═════ ФРАГМЕНТ ДОКУМЕНТА ═════
Частенько в карманах вещей находились записки от людей, присылавших помощь. Так нашлась записка от старенькой бабушки, она писала, что помогает, чем может, что крымчанам надо держаться и не расклеиваться, потому что вся Россия с ними. В бескрайнем поле пожертвованной одежды становилось абсолютно ясно, что, да, вся Россия думает о Крымске.
Я не помню, кто стал рассказывать про гуманитарку: как её задерживают под разнообразными предлогами, как она оседает в руках бизнесменов, и что кто-то очень сильно на этом наживается. Я не знаю, правда это или нет, но там, в Крымске очень легко в это верилось — я своими глазами видела измученных людей, просивших хотя бы питьевой воды. Эти люди требовали отставки мэра и губернатора и называли их ворами. Многие из них писали письма в администрацию президента, надеясь на помощь доброго батюшки-царя. Другие же понимали, почему губернатор работает до сих пор, и молчали, потому что в ином случае лишились бы и той минимальной денежной поддержки, которую им обещало государство.
═════ ЗАПИСИ ═════
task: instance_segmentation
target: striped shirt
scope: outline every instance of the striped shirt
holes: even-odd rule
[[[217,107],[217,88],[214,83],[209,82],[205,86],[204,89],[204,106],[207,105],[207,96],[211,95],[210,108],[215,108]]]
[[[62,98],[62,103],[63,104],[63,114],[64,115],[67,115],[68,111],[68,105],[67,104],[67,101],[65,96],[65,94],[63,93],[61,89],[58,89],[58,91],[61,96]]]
═════
═════ ЗАПИСИ ═════
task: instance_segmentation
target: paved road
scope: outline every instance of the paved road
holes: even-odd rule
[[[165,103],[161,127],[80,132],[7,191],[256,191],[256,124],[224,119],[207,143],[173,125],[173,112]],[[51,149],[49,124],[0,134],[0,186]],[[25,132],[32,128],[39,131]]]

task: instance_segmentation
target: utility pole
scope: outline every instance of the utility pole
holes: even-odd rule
═════
═════ ЗАПИСИ ═════
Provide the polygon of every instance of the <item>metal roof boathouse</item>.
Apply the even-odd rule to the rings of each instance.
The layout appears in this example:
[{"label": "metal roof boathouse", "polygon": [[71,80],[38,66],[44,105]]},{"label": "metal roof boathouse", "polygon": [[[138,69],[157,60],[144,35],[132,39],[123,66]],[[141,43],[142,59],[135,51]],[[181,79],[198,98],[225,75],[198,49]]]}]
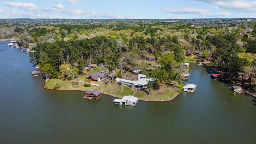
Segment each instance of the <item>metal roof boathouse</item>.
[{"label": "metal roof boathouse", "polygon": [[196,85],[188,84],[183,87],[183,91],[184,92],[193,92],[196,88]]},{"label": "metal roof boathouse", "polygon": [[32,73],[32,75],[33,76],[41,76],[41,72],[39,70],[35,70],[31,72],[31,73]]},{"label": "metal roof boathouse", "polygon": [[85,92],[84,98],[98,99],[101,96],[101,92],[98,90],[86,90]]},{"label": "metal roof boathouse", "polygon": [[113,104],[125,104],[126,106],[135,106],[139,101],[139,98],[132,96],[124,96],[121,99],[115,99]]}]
═════
## ПОСТАВЛЕННАЯ ЗАДАЧА 1
Повторите целиком и без изменений фрагмент о гуманитарной помощи Крымску.
## ПОСТАВЛЕННАЯ ЗАДАЧА 2
Выпишите из записей все строки, где встречается слово "paved". Регистр букв имеет значение.

## ПОЛНЫЙ ОТВЕТ 1
Частенько в карманах вещей находились записки от людей, присылавших помощь. Так нашлась записка от старенькой бабушки, она писала, что помогает, чем может, что крымчанам надо держаться и не расклеиваться, потому что вся Россия с ними. В бескрайнем поле пожертвованной одежды становилось абсолютно ясно, что, да, вся Россия думает о Крымске.
Я не помню, кто стал рассказывать про гуманитарку: как её задерживают под разнообразными предлогами, как она оседает в руках бизнесменов, и что кто-то очень сильно на этом наживается. Я не знаю, правда это или нет, но там, в Крымске очень легко в это верилось — я своими глазами видела измученных людей, просивших хотя бы питьевой воды. Эти люди требовали отставки мэра и губернатора и называли их ворами. Многие из них писали письма в администрацию президента, надеясь на помощь доброго батюшки-царя. Другие же понимали, почему губернатор работает до сих пор, и молчали, потому что в ином случае лишились бы и той минимальной денежной поддержки, которую им обещало государство.

## ПОЛНЫЙ ОТВЕТ 2
target: paved road
scope: outline every instance of the paved road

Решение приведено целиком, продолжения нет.